Если бы я не знала Анку, я не поверила бы письму воспитательницы. В письме незнакомой мне женщины воспроизведен правдивый словесный портрет моей старшей дочери. Есть и другой портрет: фотография красивой очень молодой девушки. Под портретом памятная надпись: Набережные челны. КАМАЗ. На обороте фотографии рукописный автопортрет: «Всех ненавижу. Всем буду мстить. Никто никогда меня не узнает, ведь я никогда не буду любить». И ребенка, которого уже носила в себе?

**Сохранённые записи:**
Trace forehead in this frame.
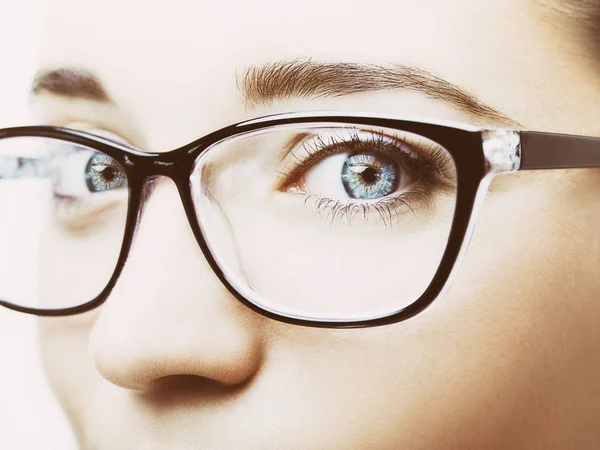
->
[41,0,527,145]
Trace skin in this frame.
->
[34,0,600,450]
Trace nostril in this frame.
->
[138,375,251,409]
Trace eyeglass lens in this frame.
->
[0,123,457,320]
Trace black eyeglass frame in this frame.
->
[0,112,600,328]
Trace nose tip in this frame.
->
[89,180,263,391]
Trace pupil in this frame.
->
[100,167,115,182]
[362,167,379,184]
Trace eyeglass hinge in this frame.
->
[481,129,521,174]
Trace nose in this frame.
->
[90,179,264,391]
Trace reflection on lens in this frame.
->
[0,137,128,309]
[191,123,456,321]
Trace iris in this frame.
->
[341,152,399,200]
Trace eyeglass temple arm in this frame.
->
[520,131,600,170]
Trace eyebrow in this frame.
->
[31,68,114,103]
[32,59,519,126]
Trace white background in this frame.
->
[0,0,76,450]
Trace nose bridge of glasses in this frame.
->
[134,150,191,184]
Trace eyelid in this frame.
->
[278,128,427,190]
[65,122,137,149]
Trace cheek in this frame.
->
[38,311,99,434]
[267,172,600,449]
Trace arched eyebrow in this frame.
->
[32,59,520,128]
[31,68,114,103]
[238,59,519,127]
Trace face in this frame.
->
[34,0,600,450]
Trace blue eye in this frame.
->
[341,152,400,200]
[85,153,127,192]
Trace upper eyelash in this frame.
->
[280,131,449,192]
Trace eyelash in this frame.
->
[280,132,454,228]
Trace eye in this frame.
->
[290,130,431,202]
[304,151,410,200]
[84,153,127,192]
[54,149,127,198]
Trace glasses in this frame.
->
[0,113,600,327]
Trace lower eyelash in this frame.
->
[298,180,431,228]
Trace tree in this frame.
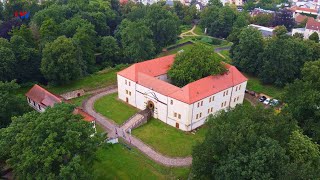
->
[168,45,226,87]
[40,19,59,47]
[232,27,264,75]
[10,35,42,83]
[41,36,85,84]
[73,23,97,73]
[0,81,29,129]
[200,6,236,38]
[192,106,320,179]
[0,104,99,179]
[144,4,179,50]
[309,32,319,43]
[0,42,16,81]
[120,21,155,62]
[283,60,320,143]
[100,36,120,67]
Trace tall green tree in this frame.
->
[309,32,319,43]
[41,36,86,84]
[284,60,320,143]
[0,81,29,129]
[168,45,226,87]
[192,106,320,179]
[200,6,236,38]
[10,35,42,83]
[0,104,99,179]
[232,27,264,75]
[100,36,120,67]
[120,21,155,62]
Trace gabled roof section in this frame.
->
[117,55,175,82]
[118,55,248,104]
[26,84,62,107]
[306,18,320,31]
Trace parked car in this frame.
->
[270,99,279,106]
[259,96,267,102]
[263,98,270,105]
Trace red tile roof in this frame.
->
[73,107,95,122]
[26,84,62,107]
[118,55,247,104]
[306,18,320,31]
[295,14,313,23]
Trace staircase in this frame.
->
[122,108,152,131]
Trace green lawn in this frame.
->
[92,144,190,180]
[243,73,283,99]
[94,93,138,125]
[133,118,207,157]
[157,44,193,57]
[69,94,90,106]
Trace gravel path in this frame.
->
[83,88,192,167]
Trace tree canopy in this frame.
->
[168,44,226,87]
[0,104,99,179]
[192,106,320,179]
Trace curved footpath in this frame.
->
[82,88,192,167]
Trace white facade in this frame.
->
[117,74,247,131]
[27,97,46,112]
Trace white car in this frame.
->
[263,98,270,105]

**НАБОР ЗАДАНИЙ:**
1) Определите, согласуются ли с фрагментом текста следующие утверждения: (a) под фотографией стоит надпись «Набережные челны. КАМАЗ»; (b) автор письма знаком автору текста; (c) Анка — младшая дочь. Для каждого утверждения ответьте «да» или «нет» и приведите решающие слова текста в виде точной цитаты.
2) Чей словесный портрет, согласно фрагменту текста, воспроизведён в письме воспитательницы?
3) Продолжите текст об Анке и письме воспитательницы, начав сразу после его последней фразы.

**ОТВЕТЫ К ЗАДАНИЯМ:**
1)
(a) Да: «Под портретом памятная надпись: Набережные челны. КАМАЗ».
(b) Нет: «В письме незнакомой мне женщины».
(c) Нет: «правдивый словесный портрет моей старшей дочери».

2) Портрет старшей дочери автора текста, Анки.

3)
Потом она рассказывала, что из Учкудука, не с подружкой, а с Мещеряковым Женей они прибыли в Ташкент, где с большим трудом нашли работу на хлебозаводе. «Домом» им служила подсобка, питались они только тем хлебом, который укладывали. Заработав на обратный билет, поехали назад в Липецк. Всю длинную дорогу от Ташкента до Москвы с верхних полок они вдыхали аромат пищи, которую потребляли их попутчики, и мучились от страшного голода. В Москве Анка пошла в институт, где работала Валентина. «Вид у нее был ужасный», - вспоминала Валя. Она накормила ее и дала денег на дорогу. Когда Анка вошла к нам в дом, не только вид ее был ужасным. Мне пришлось ее отмывать, освобождать от вшей, одевать и кормить. «Из дома я больше никуда не поеду», - клялась она.
И в поздравительной открытке по случаю праздника 8 марта пообещала мне: «Мы с Надюшей будем всегда тебе помогать». Дай-то Бог! Моя душа цеплялась за самый малый проблеск добра в ее душе. Я даже обратила внимание на такую мелочь - на этом письменном обещании она не забыла поставить точку. И Надя втягивала ее в мир нашей семьи. Все поздравительные открытки по-прежнему писала она, но обязательно включая в число поздравителей и имя Ани.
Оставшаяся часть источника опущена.